Description of the task ▸
Every record below must be returned exactly as it was received.

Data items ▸
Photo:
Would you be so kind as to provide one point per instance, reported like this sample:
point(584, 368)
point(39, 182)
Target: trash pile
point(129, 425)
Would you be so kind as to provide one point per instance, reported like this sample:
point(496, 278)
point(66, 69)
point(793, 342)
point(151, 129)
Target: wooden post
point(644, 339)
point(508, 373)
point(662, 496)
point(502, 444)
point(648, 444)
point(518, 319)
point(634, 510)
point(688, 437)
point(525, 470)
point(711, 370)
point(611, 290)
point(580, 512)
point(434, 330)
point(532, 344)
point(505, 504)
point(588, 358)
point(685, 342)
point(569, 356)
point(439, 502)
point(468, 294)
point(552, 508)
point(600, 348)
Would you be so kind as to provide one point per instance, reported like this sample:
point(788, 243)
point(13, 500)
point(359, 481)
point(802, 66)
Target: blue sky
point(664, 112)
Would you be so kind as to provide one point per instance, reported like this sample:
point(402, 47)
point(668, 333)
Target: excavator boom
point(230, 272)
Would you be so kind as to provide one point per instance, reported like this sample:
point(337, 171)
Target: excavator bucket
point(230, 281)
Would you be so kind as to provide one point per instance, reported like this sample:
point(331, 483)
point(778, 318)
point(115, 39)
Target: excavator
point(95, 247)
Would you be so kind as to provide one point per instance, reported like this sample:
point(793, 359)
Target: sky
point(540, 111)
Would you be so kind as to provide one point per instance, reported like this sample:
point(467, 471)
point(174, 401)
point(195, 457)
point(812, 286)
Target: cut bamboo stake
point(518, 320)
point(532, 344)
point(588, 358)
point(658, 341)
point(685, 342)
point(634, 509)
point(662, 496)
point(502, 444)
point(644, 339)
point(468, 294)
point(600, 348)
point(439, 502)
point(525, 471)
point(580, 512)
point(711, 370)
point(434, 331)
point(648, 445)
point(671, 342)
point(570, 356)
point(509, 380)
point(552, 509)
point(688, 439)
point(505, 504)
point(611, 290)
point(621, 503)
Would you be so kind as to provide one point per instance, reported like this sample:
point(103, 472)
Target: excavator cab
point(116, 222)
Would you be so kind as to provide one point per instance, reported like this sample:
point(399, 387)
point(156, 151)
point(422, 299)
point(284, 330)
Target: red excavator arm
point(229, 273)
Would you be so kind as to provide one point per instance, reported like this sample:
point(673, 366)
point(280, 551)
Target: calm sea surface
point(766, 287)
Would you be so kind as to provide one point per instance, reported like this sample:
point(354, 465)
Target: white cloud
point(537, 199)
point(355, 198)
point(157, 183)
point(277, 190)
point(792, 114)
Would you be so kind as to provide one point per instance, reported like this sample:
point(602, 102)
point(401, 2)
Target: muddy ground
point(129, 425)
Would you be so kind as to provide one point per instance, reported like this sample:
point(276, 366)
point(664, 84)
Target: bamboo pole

Result of the exercise ▸
Photo:
Would you be so kind as to provide one point per instance, reported like this sample:
point(584, 368)
point(39, 182)
Target: trash pile
point(129, 425)
Would you be so kind as to provide one point per instance, reported like this sample:
point(496, 278)
point(66, 69)
point(793, 342)
point(151, 129)
Target: wooden post
point(644, 339)
point(508, 373)
point(662, 496)
point(502, 444)
point(648, 444)
point(518, 319)
point(634, 510)
point(688, 437)
point(525, 470)
point(711, 370)
point(611, 290)
point(580, 512)
point(434, 330)
point(532, 344)
point(505, 504)
point(588, 358)
point(685, 342)
point(569, 356)
point(439, 502)
point(468, 294)
point(552, 508)
point(600, 348)
Would you be so kind as to provide one point per instance, reported like this sample:
point(788, 243)
point(13, 500)
point(359, 481)
point(802, 66)
Target: blue sky
point(664, 112)
Would you be so kind as to provide one point per instance, reported like this sample:
point(402, 47)
point(668, 333)
Target: excavator boom
point(230, 272)
Would you be so kind as to provide one point per instance, reported like this sample:
point(337, 171)
Target: excavator bucket
point(230, 281)
Would you be so kind as to provide one point per instance, reported like this sample:
point(331, 483)
point(778, 318)
point(115, 39)
Target: excavator
point(95, 247)
Would you be so kind as to provide one point per instance, reported like this sample:
point(793, 359)
Target: sky
point(540, 111)
Would you be so kind as to provide one point per instance, reported like this sample:
point(467, 471)
point(174, 401)
point(195, 457)
point(812, 286)
Target: cut bamboo stake
point(518, 320)
point(532, 344)
point(588, 358)
point(658, 341)
point(685, 342)
point(634, 509)
point(662, 496)
point(502, 444)
point(644, 339)
point(468, 294)
point(600, 348)
point(439, 502)
point(525, 471)
point(580, 512)
point(711, 370)
point(434, 331)
point(648, 445)
point(671, 342)
point(570, 356)
point(509, 380)
point(552, 509)
point(688, 439)
point(505, 504)
point(611, 290)
point(621, 503)
Would you be so kind as to provide one point per instance, reported like this sample:
point(103, 472)
Target: excavator cab
point(116, 222)
Would you be so kind as to provide one point per instance, reported like this sample:
point(399, 387)
point(156, 151)
point(422, 299)
point(284, 330)
Target: red excavator arm
point(229, 273)
Would you be so kind as to provide one point per instance, reported like this sample:
point(673, 366)
point(280, 551)
Target: calm sea surface
point(766, 287)
Would you be so kind as to provide one point per instance, reported like this sample:
point(354, 465)
Target: white cloud
point(537, 199)
point(355, 198)
point(157, 183)
point(277, 190)
point(792, 114)
Would you be so kind as to provide one point per instance, reported like this sample:
point(602, 102)
point(401, 2)
Target: muddy ground
point(129, 425)
Would you be so kind as to provide one point per instance, reported like this sample:
point(276, 366)
point(664, 84)
Target: bamboo pole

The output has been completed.